• _Given passage_
▬▬▬

U.S. lawmakers are seeking ways to pass a bill on aid to Ukraine through the House of Representatives, which has again gone on a two-week vacation. Meanwhile, ammunition shortage is already affecting the battlefield situation, in particular in the battles for Avdiivka.
Claims that President Joe Biden and his son Hunter solicited bribes from a Ukrainian company turned out to be lies, according to special prosecutor Weiss. And a British scientist urges not to be afraid of Russian plans to launch nuclear weapons into space.
offers a digest of Western mass media at the end of the February 12–16, 2024, business week.
Ukraine aid package: Congress seeks ways to break the deadlock
According to The Washington Post, a bipartisan group of U.S. lawmakers delivered Ukrainian President Volodymyr Zelenskyi the good news and the bad news last week.
Representative Jason Crow said that if the House were to vote on sending additional aid to Kyiv, "it would pass overwhelmingly." However, there might not be a vote at all.
This week, the Senate has passed a $95 billion package, which includes money for Ukraine, Israel, Taiwan, and other U.S. allies. House Speaker Mike Johnson has rejected the Senate bill outright but, to date, has offered little clarity on the path forward.

Mike Johnson's latest statements on the vote for aid to Ukraine are fully aligned with Trump’s adamant position. The latter, in turn, wants to keep this issue as one of his trump cards in his campaign. Photo: Getty Images
Ukraine’s supporters on both sides of the House are exploring how they could force the vote. The situation is complicated by a confluence of factors, not the least of which is the imposing influence of former president Donald Trump who has opposed Ukraine funding. In addition, leftist Democrats say they can’t support continued help for Israel after months of civilian bloodshed in Gaza.
During a Republican conference meeting this week, Representative Mike Waltz asked if Republican leadership would consider stripping billions of dollars in humanitarian aid from the Senate bill and attaching a Republican measure to overhaul border policy. Johnson appeared to be taking notes, attendees said.

▬▬▬

• _Raw data_
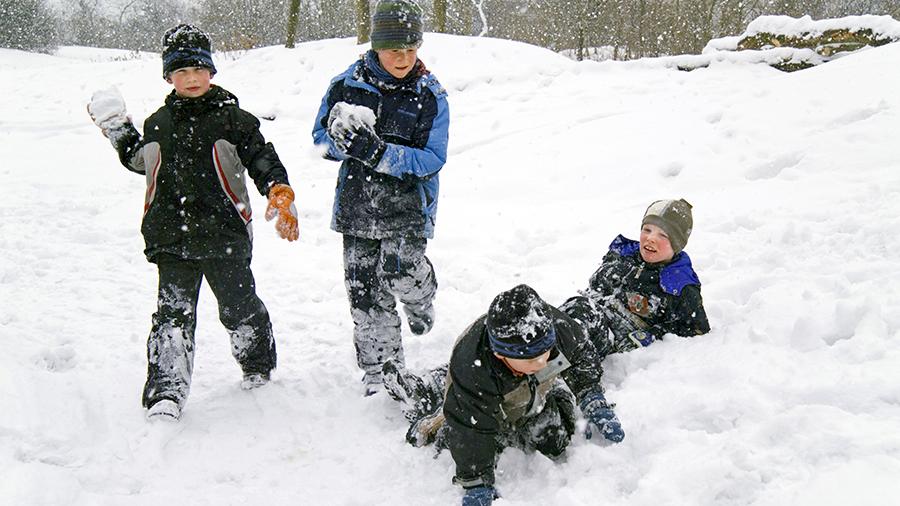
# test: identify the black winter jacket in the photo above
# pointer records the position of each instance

▬▬▬

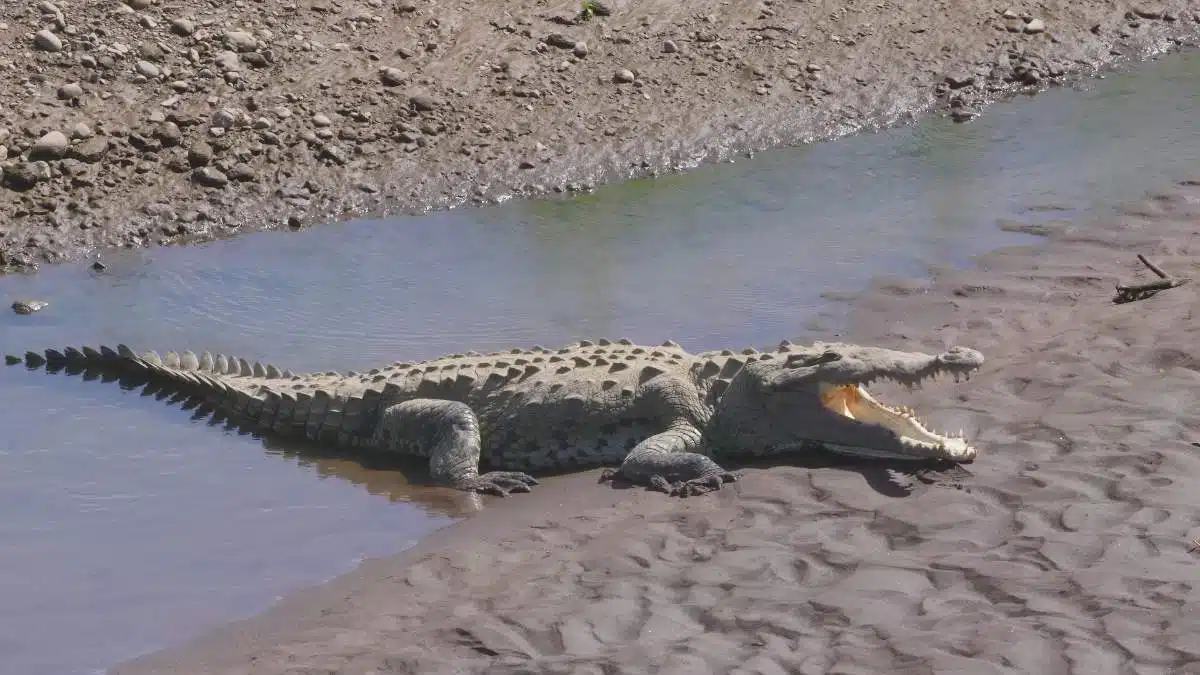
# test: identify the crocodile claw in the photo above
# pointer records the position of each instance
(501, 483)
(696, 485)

▬▬▬

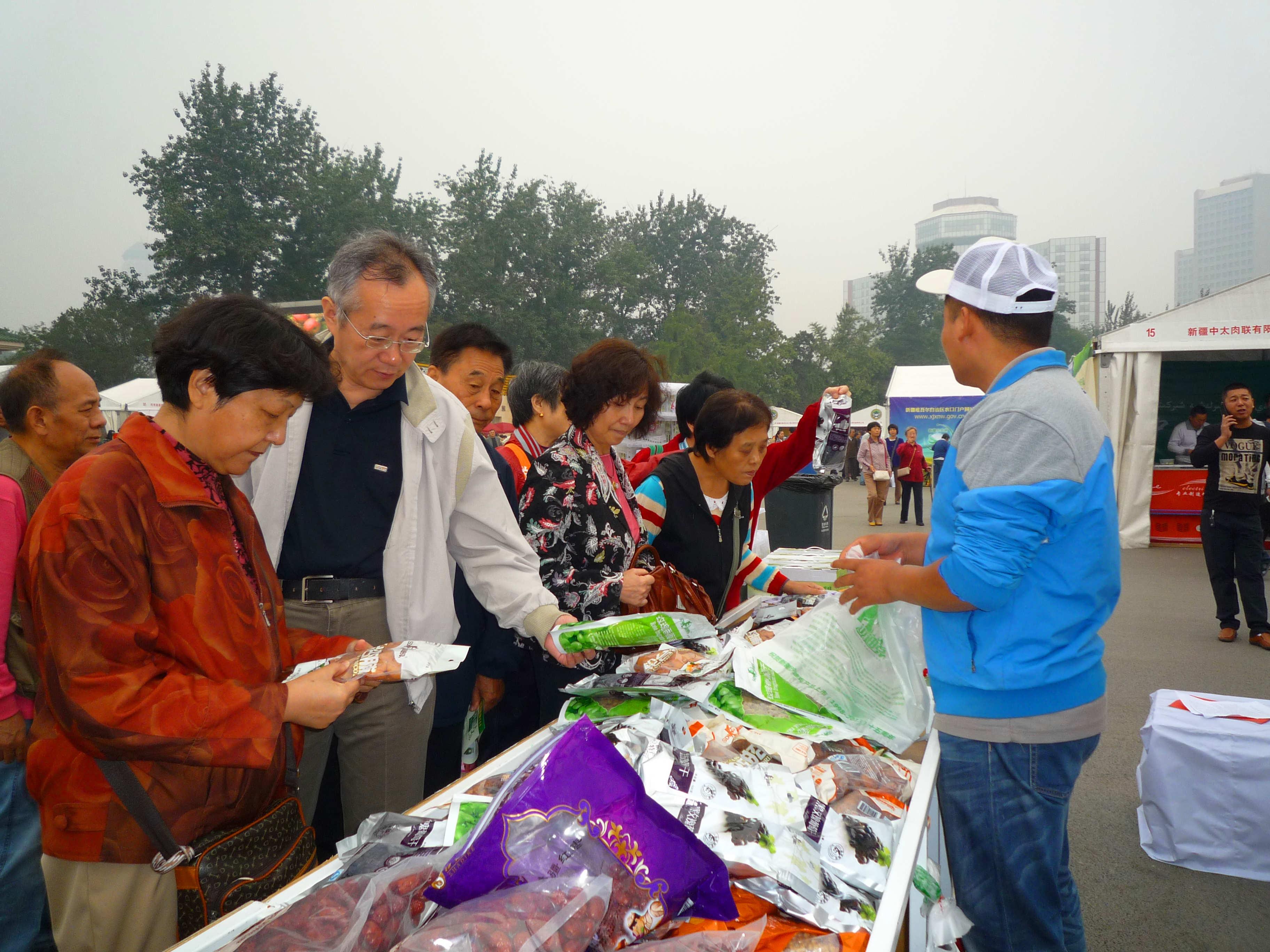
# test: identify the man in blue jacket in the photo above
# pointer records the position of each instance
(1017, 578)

▬▬▬

• _Work instructions_
#1 Repeat word for word the part of the Ukraine aid digest starting with "offers a digest" and going on through "the path forward.".
#2 According to the Ukraine aid digest, how large was the package the Senate passed this week?

• _Answers for the tasks_
#1
offers a digest of Western mass media at the end of the February 12–16, 2024, business week.
Ukraine aid package: Congress seeks ways to break the deadlock
According to The Washington Post, a bipartisan group of U.S. lawmakers delivered Ukrainian President Volodymyr Zelenskyi the good news and the bad news last week.
Representative Jason Crow said that if the House were to vote on sending additional aid to Kyiv, "it would pass overwhelmingly." However, there might not be a vote at all.
This week, the Senate has passed a $95 billion package, which includes money for Ukraine, Israel, Taiwan, and other U.S. allies. House Speaker Mike Johnson has rejected the Senate bill outright but, to date, has offered little clarity on the path forward.

#2 $95 billion